* Task to carry out
Starting at the line containing "Definition of the keypoint: for every instance of the angled" and ending at the last line of the items below, recast those lines as a Markdown table with the columns Row and Item line, leaving out any blank lines.

* Listed entries
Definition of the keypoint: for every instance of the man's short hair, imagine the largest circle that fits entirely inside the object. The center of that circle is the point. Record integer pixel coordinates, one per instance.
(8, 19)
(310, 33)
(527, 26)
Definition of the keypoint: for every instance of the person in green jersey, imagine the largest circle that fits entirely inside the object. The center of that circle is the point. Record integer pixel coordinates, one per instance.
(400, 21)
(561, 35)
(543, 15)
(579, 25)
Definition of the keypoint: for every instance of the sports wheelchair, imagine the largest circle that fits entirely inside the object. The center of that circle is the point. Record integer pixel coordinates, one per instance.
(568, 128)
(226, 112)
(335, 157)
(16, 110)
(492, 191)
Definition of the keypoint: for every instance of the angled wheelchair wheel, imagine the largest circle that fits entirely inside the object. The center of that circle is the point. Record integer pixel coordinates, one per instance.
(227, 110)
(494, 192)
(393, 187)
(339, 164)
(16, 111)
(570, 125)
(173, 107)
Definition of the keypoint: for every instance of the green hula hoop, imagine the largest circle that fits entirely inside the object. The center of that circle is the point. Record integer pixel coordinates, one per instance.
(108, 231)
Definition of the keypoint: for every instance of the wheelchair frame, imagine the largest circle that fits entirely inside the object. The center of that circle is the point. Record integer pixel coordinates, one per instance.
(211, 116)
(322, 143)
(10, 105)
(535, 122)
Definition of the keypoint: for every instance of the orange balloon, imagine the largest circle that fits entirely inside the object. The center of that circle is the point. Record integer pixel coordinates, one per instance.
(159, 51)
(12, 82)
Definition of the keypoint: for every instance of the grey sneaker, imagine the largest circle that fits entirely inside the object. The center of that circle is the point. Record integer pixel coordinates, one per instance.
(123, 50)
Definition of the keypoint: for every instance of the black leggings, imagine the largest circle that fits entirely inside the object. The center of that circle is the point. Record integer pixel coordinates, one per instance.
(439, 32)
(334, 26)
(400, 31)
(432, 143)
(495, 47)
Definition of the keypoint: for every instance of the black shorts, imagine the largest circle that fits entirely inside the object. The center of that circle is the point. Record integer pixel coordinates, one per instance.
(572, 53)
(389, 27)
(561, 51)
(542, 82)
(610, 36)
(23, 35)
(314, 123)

* Problem solution
| Row | Item line |
|---|---|
| 1 | Definition of the keypoint: for every instance of the angled wheelchair wheel, imagine the largest circle that fits entirely inside the object. The center of that circle is the point. Record integer pixel coordinates, one per instance. |
| 2 | (227, 110) |
| 3 | (494, 192) |
| 4 | (393, 187) |
| 5 | (339, 164) |
| 6 | (16, 111) |
| 7 | (570, 125) |
| 8 | (173, 107) |
| 9 | Definition of the keypoint: for every instance of the green hula hoop, imagine the largest circle that fits entirely inside the object. The center of that circle is the point. Record integer pixel coordinates, one per instance. |
| 10 | (108, 231) |
| 11 | Definition of the keypoint: for every instance of the wheelchair frame, imagine the largest circle that fits entirely inside the object. The center of that circle is the point. Record integer pixel coordinates, one per instance. |
| 12 | (211, 116) |
| 13 | (322, 143) |
| 14 | (10, 105) |
| 15 | (535, 122) |
| 16 | Definition of the keypoint: for every instance of the orange balloon, imagine the largest circle that fits entirely inside the object. The center of that circle is the point. Record integer pixel coordinates, one per instance. |
| 17 | (159, 51) |
| 18 | (12, 82) |
| 19 | Definition of the keypoint: for every instance of the grey sneaker, imagine the largest circle that fits entirely inside the object. The center of that circle is the point. Record integer pixel coordinates, one per instance. |
| 20 | (123, 50) |
| 21 | Definition of the keypoint: for every instance of the black leggings, imagine the largest circle that fits entirely inside the object. The center of that circle is the point. Record integer pixel coordinates, one per instance. |
| 22 | (439, 32) |
| 23 | (334, 26) |
| 24 | (400, 31) |
| 25 | (432, 143) |
| 26 | (495, 47) |
| 27 | Definition of the keypoint: for every instance of the black shorts, imagine the largest circle that fits entirely inside the object. The center of that circle is the point. Record integer pixel coordinates, one per instance. |
| 28 | (572, 53) |
| 29 | (389, 27) |
| 30 | (561, 51) |
| 31 | (542, 82) |
| 32 | (610, 36) |
| 33 | (23, 35) |
| 34 | (314, 123) |